(Location identification data)
=-=-=-=-=
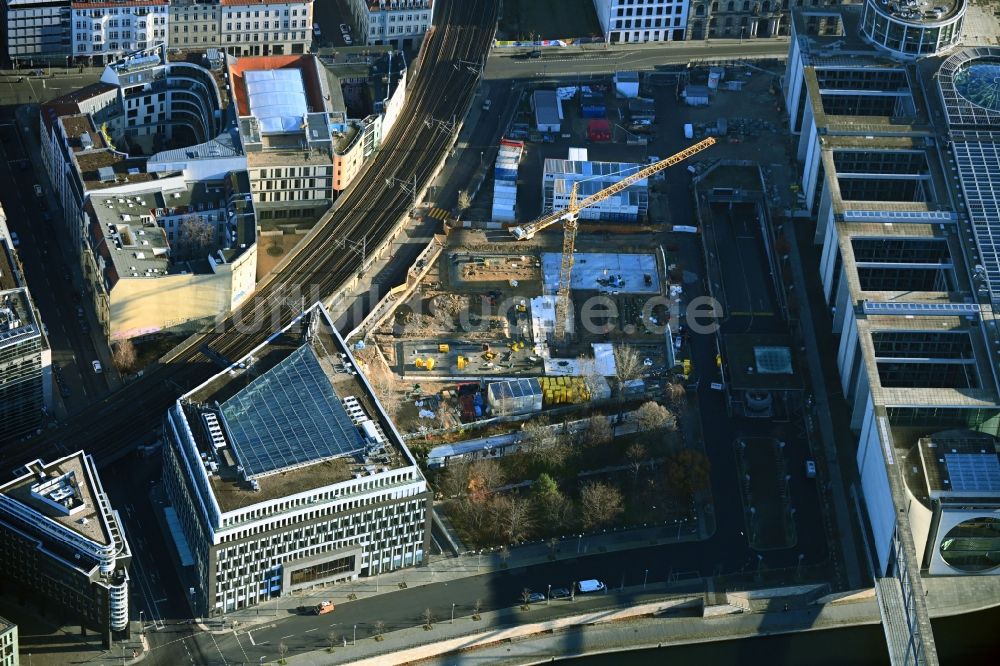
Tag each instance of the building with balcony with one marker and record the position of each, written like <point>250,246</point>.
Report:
<point>302,148</point>
<point>265,27</point>
<point>630,21</point>
<point>8,643</point>
<point>170,258</point>
<point>194,24</point>
<point>25,354</point>
<point>62,543</point>
<point>284,472</point>
<point>36,31</point>
<point>105,31</point>
<point>401,23</point>
<point>100,138</point>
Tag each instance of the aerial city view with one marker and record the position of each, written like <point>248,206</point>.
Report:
<point>499,332</point>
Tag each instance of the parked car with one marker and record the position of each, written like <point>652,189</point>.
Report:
<point>592,585</point>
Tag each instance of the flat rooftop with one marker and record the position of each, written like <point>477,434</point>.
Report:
<point>86,520</point>
<point>288,418</point>
<point>961,464</point>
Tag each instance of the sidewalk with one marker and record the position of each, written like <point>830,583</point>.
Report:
<point>27,117</point>
<point>443,569</point>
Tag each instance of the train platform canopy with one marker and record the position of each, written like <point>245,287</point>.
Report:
<point>605,272</point>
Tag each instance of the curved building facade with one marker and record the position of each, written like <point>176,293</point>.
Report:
<point>913,28</point>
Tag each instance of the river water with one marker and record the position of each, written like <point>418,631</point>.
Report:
<point>964,639</point>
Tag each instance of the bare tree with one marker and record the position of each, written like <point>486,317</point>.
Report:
<point>628,365</point>
<point>600,504</point>
<point>195,238</point>
<point>654,416</point>
<point>124,355</point>
<point>485,476</point>
<point>635,454</point>
<point>512,518</point>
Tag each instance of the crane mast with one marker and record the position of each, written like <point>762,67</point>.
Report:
<point>568,216</point>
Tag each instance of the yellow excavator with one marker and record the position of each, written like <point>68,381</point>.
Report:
<point>568,216</point>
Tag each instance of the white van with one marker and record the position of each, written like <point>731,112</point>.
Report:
<point>591,585</point>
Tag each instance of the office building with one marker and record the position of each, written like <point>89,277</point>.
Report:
<point>62,544</point>
<point>899,146</point>
<point>36,32</point>
<point>194,24</point>
<point>104,32</point>
<point>401,23</point>
<point>284,472</point>
<point>301,146</point>
<point>25,355</point>
<point>630,21</point>
<point>265,27</point>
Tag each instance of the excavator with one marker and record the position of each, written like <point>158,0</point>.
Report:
<point>568,216</point>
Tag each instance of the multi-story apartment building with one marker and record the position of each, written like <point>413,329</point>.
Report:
<point>171,259</point>
<point>284,472</point>
<point>625,21</point>
<point>194,24</point>
<point>105,31</point>
<point>8,643</point>
<point>36,31</point>
<point>402,23</point>
<point>25,355</point>
<point>94,139</point>
<point>301,147</point>
<point>265,27</point>
<point>62,543</point>
<point>900,149</point>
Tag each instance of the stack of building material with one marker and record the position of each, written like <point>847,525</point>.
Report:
<point>505,180</point>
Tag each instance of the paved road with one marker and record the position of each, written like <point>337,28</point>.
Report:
<point>47,271</point>
<point>573,61</point>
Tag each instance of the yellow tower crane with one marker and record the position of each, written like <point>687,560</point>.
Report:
<point>568,216</point>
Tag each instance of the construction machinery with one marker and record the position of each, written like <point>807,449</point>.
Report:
<point>568,216</point>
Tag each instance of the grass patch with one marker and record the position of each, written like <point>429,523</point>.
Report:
<point>548,19</point>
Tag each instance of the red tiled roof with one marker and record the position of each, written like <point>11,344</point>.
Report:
<point>82,4</point>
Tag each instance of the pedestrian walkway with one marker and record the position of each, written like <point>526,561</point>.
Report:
<point>445,569</point>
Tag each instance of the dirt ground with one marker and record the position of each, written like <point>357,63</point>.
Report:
<point>272,249</point>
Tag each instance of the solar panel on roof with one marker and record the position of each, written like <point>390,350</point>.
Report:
<point>289,417</point>
<point>973,472</point>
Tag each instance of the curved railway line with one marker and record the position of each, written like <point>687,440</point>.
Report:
<point>369,210</point>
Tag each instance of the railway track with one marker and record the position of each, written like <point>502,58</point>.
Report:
<point>368,211</point>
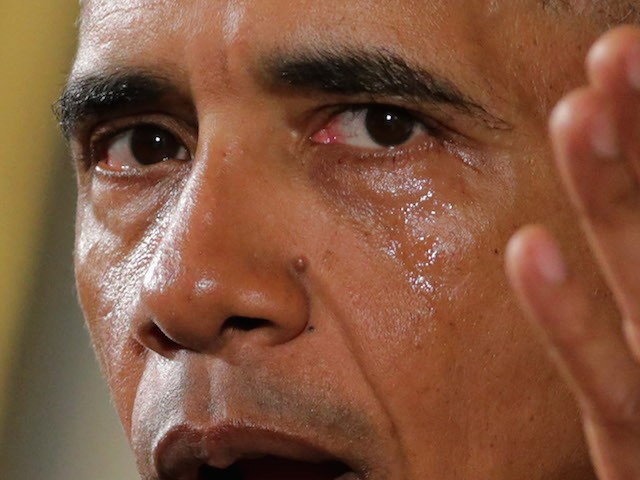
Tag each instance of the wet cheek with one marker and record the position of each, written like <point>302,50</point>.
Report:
<point>108,280</point>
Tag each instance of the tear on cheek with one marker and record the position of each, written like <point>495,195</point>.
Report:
<point>328,136</point>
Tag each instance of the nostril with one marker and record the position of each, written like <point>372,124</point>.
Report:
<point>245,324</point>
<point>152,337</point>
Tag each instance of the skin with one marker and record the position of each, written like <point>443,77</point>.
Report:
<point>389,336</point>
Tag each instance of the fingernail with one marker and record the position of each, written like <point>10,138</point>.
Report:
<point>550,263</point>
<point>604,136</point>
<point>633,66</point>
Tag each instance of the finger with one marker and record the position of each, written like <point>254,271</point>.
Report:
<point>604,187</point>
<point>587,346</point>
<point>613,67</point>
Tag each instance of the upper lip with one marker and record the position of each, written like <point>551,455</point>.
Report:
<point>183,450</point>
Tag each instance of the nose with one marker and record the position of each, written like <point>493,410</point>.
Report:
<point>224,272</point>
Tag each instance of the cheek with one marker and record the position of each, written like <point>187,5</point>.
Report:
<point>108,280</point>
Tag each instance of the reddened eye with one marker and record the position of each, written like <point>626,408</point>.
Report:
<point>142,146</point>
<point>371,127</point>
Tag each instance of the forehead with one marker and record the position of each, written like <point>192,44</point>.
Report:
<point>464,33</point>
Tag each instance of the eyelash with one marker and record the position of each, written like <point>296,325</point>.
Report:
<point>436,135</point>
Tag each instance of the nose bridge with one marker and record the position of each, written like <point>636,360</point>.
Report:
<point>222,272</point>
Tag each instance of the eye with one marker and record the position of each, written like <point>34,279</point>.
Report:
<point>376,126</point>
<point>141,146</point>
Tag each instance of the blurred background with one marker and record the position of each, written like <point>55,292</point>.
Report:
<point>56,420</point>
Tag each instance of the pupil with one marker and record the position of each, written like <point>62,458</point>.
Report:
<point>151,145</point>
<point>389,127</point>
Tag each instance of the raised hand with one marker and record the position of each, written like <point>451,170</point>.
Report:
<point>596,136</point>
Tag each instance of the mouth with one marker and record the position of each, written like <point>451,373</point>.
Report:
<point>247,453</point>
<point>275,468</point>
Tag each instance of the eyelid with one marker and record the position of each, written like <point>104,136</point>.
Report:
<point>103,134</point>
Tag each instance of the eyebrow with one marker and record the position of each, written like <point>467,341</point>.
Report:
<point>375,73</point>
<point>103,93</point>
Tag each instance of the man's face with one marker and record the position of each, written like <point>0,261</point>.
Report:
=-=-=-=-=
## REQUIRED TASK
Can you reproduce, without any changes, the part of the data above that opens with the line containing "Tag each instance of the grass" and closes with the line containing "<point>445,569</point>", including both of those lines?

## TASK SOLUTION
Tag each instance of the grass patch with one marker and record the position of each, written like <point>429,523</point>.
Report:
<point>548,19</point>
Tag each instance of the red tiled roof with one marker and record the position of each, written like <point>11,344</point>.
Report:
<point>82,4</point>
Tag each instance of the pedestrian walkway with one marker and record the position of each, written like <point>526,561</point>.
Report:
<point>445,569</point>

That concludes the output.